━━━ Material ━━━

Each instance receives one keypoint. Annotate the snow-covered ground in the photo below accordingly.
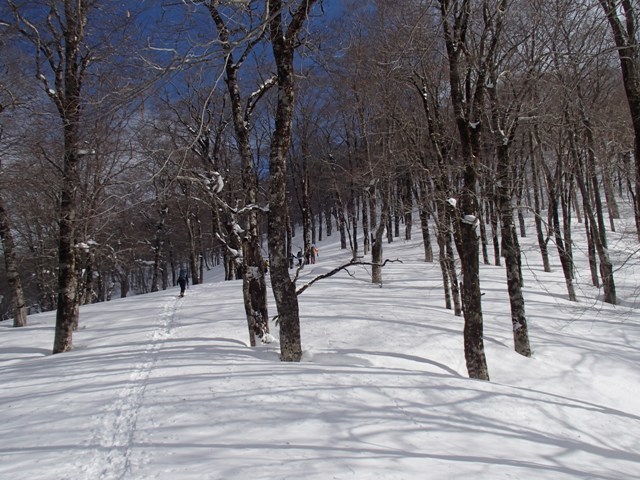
(161, 387)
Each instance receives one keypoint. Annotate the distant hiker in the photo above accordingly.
(183, 280)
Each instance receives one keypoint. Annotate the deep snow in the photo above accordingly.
(161, 387)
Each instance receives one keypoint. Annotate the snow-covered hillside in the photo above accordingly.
(166, 388)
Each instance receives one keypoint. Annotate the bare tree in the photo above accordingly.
(284, 31)
(623, 20)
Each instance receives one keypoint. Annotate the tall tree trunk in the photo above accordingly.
(511, 252)
(283, 40)
(467, 213)
(67, 100)
(537, 209)
(376, 251)
(253, 276)
(11, 264)
(623, 20)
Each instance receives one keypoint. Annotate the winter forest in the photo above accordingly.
(141, 137)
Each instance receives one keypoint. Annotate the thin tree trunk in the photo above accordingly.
(11, 264)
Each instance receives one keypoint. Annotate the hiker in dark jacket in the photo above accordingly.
(183, 280)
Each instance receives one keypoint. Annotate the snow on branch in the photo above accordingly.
(257, 95)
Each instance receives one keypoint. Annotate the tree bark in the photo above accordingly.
(283, 40)
(11, 264)
(622, 17)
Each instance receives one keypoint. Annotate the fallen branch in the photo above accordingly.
(340, 268)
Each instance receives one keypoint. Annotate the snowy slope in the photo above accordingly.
(160, 387)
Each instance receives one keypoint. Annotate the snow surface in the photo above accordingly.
(160, 387)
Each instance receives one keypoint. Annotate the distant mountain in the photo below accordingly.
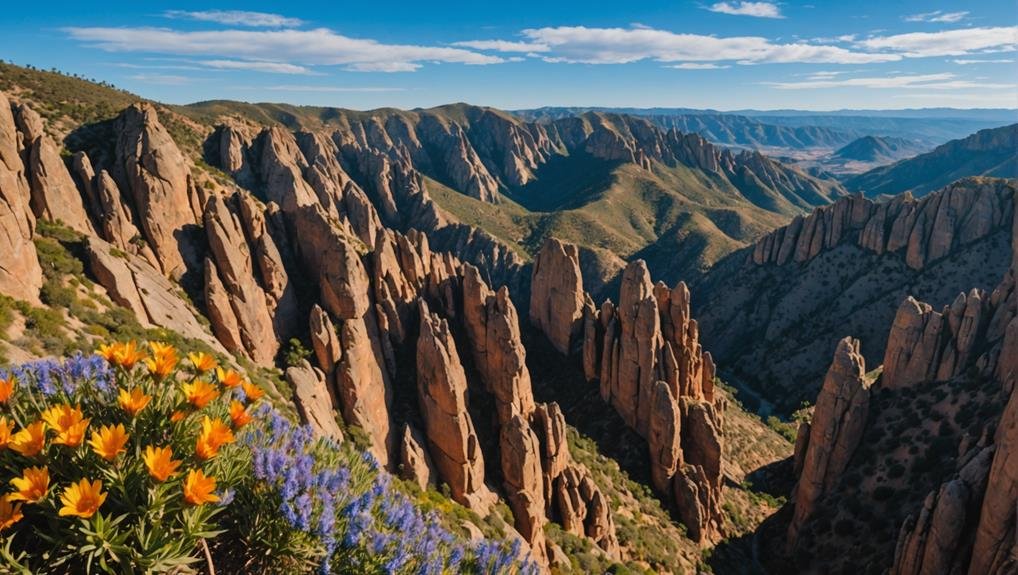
(877, 149)
(986, 153)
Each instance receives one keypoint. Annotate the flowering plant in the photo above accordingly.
(136, 460)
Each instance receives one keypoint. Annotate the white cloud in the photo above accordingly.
(947, 43)
(236, 17)
(937, 16)
(619, 46)
(697, 66)
(976, 61)
(298, 47)
(502, 46)
(257, 66)
(944, 80)
(757, 9)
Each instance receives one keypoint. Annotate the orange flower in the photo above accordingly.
(132, 402)
(200, 393)
(109, 441)
(160, 462)
(122, 354)
(229, 378)
(7, 389)
(203, 361)
(9, 514)
(214, 435)
(82, 499)
(238, 414)
(68, 422)
(163, 360)
(5, 429)
(30, 441)
(32, 485)
(199, 487)
(252, 392)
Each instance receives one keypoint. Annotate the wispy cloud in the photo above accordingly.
(619, 46)
(236, 17)
(502, 46)
(937, 16)
(257, 66)
(944, 80)
(757, 9)
(966, 61)
(296, 47)
(947, 43)
(698, 66)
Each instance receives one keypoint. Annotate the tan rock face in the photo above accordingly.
(414, 462)
(557, 293)
(839, 420)
(153, 171)
(442, 393)
(20, 275)
(54, 194)
(310, 394)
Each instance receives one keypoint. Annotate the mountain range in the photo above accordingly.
(597, 333)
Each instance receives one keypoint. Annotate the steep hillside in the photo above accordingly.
(986, 153)
(773, 313)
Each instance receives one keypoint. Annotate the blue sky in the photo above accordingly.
(814, 55)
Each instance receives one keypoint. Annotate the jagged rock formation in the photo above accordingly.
(843, 271)
(652, 368)
(839, 419)
(20, 275)
(312, 397)
(451, 437)
(557, 293)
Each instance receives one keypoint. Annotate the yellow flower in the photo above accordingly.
(163, 360)
(160, 462)
(132, 402)
(229, 378)
(32, 485)
(82, 499)
(214, 435)
(200, 393)
(68, 422)
(109, 441)
(203, 361)
(252, 392)
(9, 514)
(238, 414)
(5, 429)
(7, 389)
(30, 441)
(198, 487)
(122, 354)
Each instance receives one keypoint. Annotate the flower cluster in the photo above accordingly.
(94, 440)
(355, 512)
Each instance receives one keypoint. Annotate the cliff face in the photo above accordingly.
(770, 313)
(645, 353)
(934, 438)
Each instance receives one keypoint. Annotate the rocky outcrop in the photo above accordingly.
(156, 175)
(54, 194)
(557, 293)
(132, 283)
(839, 420)
(310, 394)
(20, 275)
(442, 393)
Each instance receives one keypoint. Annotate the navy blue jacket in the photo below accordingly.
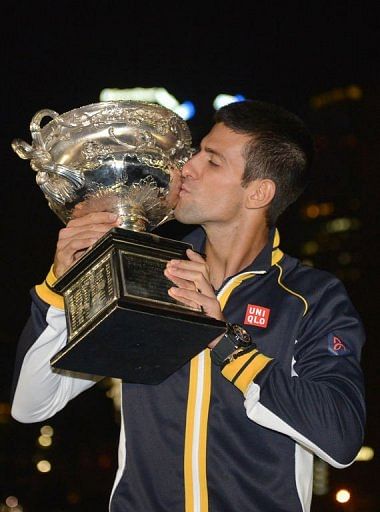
(238, 439)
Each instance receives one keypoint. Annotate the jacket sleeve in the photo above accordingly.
(38, 391)
(320, 403)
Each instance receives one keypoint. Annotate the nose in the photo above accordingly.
(187, 169)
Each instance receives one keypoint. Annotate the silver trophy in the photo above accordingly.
(123, 157)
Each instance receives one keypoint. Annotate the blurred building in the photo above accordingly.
(333, 227)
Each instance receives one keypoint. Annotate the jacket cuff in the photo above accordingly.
(243, 370)
(46, 293)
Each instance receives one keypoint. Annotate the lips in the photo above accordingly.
(183, 191)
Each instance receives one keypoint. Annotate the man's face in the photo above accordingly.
(211, 191)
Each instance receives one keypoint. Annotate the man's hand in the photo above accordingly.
(78, 236)
(193, 287)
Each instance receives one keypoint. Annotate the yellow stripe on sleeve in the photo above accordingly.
(45, 293)
(243, 370)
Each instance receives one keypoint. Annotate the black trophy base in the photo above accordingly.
(121, 322)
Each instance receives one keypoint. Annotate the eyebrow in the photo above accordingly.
(213, 152)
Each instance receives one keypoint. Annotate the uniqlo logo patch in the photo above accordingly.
(257, 316)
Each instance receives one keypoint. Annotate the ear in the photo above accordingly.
(260, 193)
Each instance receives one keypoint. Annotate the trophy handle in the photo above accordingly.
(42, 162)
(35, 126)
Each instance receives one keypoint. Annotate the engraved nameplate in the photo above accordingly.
(90, 295)
(143, 277)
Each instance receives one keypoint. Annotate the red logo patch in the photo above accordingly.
(257, 316)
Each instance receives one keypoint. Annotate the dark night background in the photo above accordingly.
(318, 59)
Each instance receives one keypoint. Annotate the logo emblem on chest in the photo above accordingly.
(257, 316)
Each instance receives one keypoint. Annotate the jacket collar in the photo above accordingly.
(269, 256)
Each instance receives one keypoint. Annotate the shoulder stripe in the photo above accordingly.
(292, 292)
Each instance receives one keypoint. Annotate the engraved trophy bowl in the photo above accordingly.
(123, 157)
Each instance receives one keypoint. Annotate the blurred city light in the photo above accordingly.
(343, 496)
(11, 501)
(47, 430)
(45, 441)
(225, 99)
(342, 224)
(320, 477)
(365, 454)
(350, 93)
(43, 466)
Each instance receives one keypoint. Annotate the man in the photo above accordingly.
(236, 428)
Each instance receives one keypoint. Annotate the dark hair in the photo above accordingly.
(281, 149)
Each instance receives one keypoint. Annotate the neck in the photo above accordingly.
(228, 251)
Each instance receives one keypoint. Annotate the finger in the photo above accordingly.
(210, 306)
(200, 267)
(183, 300)
(194, 256)
(93, 218)
(181, 283)
(201, 283)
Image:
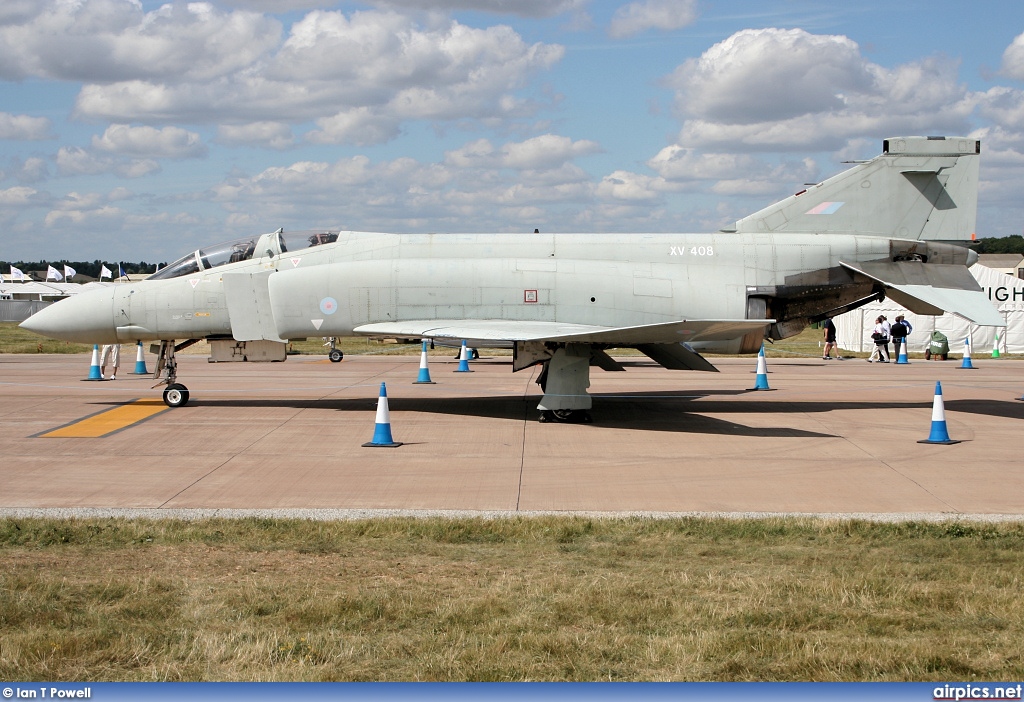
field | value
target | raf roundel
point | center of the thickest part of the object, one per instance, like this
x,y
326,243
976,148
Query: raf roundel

━━━

The exercise.
In the copy, include no pictures; restate the listing above exactly.

Worked answer.
Each instance receives one keypoint. Annotate the snow-covered ground in the photo below accordingly.
(161, 387)
Each instance receives one keypoint. Annotate the distant hiker in the photo above accordingly.
(183, 280)
Each instance receives one keypoint. Annotate the deep snow in the photo above accordingly.
(161, 387)
Each instance receives one keypoint. Annotate the snow-covered hillside in the photo above accordingly.
(166, 388)
Each instance receives one keypoint. Annotate the bare tree in the photo above accordingly.
(284, 31)
(623, 20)
Each instance receives one keypoint. Annotate the tall tree trunk in the photo above accordingly.
(511, 252)
(283, 40)
(467, 213)
(67, 100)
(537, 209)
(376, 251)
(253, 276)
(11, 264)
(623, 20)
Each instance receives one keypoint. Annotate the winter forest in the photo above accordingly.
(141, 137)
Each instance receives one keypoint. Annotate the thin tree trunk in the photo above accordingly.
(11, 264)
Each instance receives one keypoint. Annotate the hiker in dark jacket in the photo above accordingly.
(183, 280)
Each instance receives one keypoint. Annotate the snow on branch in the photo above accordingly.
(257, 95)
Each instance receives one keypoint. Annotate the tree bark in the photo above accordingly.
(283, 40)
(11, 264)
(622, 17)
Each instance receives one keypoint. Annotate the fallen branch in the photo above accordingly.
(340, 268)
Each instance receives one keypoint. Annotate the snowy slope in the photo above accordingly.
(160, 387)
Each instance receives one keypoint. Annotate the snow surface in the photo above accordingly.
(160, 387)
Each instance receives one keypoint. Annotate the distant mountain in the photo below accordingly.
(877, 149)
(986, 153)
Each instance receives one keypoint. Annotate the flowering plant in the photo above accordingly.
(136, 460)
Each instance receives one keypoint. Annotate the white cloud in the photo above accordingly.
(947, 43)
(236, 17)
(937, 16)
(619, 46)
(697, 66)
(976, 61)
(298, 47)
(502, 46)
(257, 66)
(944, 80)
(757, 9)
Each instance receives one keypoint. Annotate the orange flower in the photo above accordingly.
(132, 402)
(200, 393)
(109, 441)
(160, 462)
(122, 354)
(229, 378)
(7, 389)
(203, 361)
(9, 514)
(214, 435)
(82, 499)
(238, 414)
(68, 422)
(163, 360)
(5, 429)
(30, 441)
(32, 485)
(199, 487)
(252, 392)
Each instance receives one keypoint. Annotate the wispy cloud in the photo above accordingly.
(619, 46)
(236, 17)
(502, 46)
(937, 16)
(257, 66)
(944, 80)
(757, 9)
(966, 61)
(296, 47)
(947, 43)
(698, 66)
Each instance receives one keypoint. Annotate the tan rock face in the photo above accordingly.
(414, 462)
(557, 293)
(839, 420)
(153, 171)
(442, 393)
(20, 275)
(54, 194)
(310, 394)
Each instance receives one keypoint. Annotate the mountain range in the photo above accordingly.
(597, 333)
Each instance receives one keypoint. Annotate the steep hillside in the photo above accordingly.
(986, 153)
(773, 313)
Each instance receives one keypoint. Annotate the blue sky in the photo above accordingly.
(814, 55)
Each instance receives one keypoint. Annotate the jagged rock formation in the photo above accordingly.
(843, 271)
(652, 368)
(839, 419)
(20, 275)
(312, 397)
(451, 437)
(557, 293)
Each instance receives one keypoint. Annotate the yellow flower in the photo above accordingly.
(163, 360)
(160, 462)
(132, 402)
(229, 378)
(32, 485)
(82, 499)
(214, 435)
(200, 393)
(68, 422)
(109, 441)
(203, 361)
(252, 392)
(9, 514)
(238, 414)
(5, 429)
(7, 389)
(30, 441)
(198, 487)
(122, 354)
Each instance receives one keypoint. Annotate the flower cluster in the photo above accordingly.
(94, 440)
(355, 512)
Each instance receives one keypoint. Annotate the cliff face in the photo above accordingly.
(770, 313)
(645, 353)
(934, 438)
Each instance receives one keypoint. Annotate the rocky outcrop in the photo above accordingly.
(156, 175)
(54, 194)
(557, 293)
(132, 283)
(839, 420)
(310, 394)
(20, 275)
(442, 393)
Each instance receives one keypoint. Annotate the navy blue jacket in the photo below accordingly.
(238, 439)
Each instance receives one keypoint. Annotate the jacket sleeve in the photo above accordingly.
(38, 391)
(320, 403)
Each instance receives one keypoint. Annotate the nose in the photo above accordingly.
(187, 169)
Each instance receives one keypoint. Annotate the silver trophy in the photo above accordingly.
(123, 157)
Each instance receives one keypoint. Annotate the blurred building in the photo above accordingly.
(333, 227)
Each instance receives one keypoint. Annotate the jacket cuff in the photo above accordingly.
(243, 370)
(46, 293)
Each instance receives one keypoint. Annotate the lips in the photo above accordingly.
(183, 191)
Each instance receives one keypoint. Annotate the man's face in the photo above accordingly.
(211, 191)
Each instance receives one keypoint. Annotate the man's hand in the photo above accordingly.
(78, 236)
(193, 287)
Each instance receives one keypoint. Annotate the yellow stripe on sleeve in the photo above accordingly.
(45, 293)
(243, 370)
Each instance receives one keypoint. Annotate the black trophy base in the photo above accordingly.
(121, 322)
Each instance receives one keypoint. Annotate the eyebrow in the photo above accordingly.
(213, 152)
Each instance receives one keypoint. Annotate the uniqlo logo patch in the photo above accordingly.
(257, 316)
Each instance receives one keypoint. Annotate the ear in the photo above accordingly.
(260, 193)
Each instance receives one keypoint. Annotate the trophy handle in the photo above accordingly.
(42, 162)
(35, 126)
Each instance receives one keypoint. Annotate the engraved nameplate in the photo above accordingly.
(90, 295)
(143, 277)
Each instance receives one keypoint. Annotate the red logo patch in the photo above accordingly.
(257, 316)
Each instance receives one keypoint. Annotate the dark night background in the photo above accordingly.
(318, 59)
Each instance receives one keypoint. Annotate the logo emblem on chest in the photo above accordingly.
(257, 316)
Each instance receives one keypoint. Annotate the jacket collar in the photo above accordingly.
(269, 256)
Each instance receives one keypoint. Annotate the shoulder stripe in the photo above accordingly.
(292, 292)
Each instance receives one keypoint. Annotate the engraved trophy bowl in the photo above accordingly.
(123, 157)
Each instance receives one keypoint. Annotate the blurred city light in the photo above accordingly.
(343, 496)
(11, 501)
(47, 430)
(45, 441)
(225, 99)
(342, 224)
(320, 477)
(365, 454)
(350, 93)
(43, 466)
Each instance receives one keypoint. Annotate the man in the photo above accordingly.
(236, 428)
Each instance receives one keypoint. Annotate the dark hair in the photo above accordingly.
(281, 149)
Each instance receives one keypoint. Annotate the neck in the photo above accordingly.
(228, 251)
Each instance receives one keypoint. Annotate the finger in the photo above accordingly.
(210, 306)
(200, 267)
(183, 300)
(194, 256)
(93, 218)
(181, 283)
(201, 283)
Image:
field | value
target | raf roundel
point | center of the thickest part of the object, one per instance, like this
x,y
326,243
976,148
Query: raf roundel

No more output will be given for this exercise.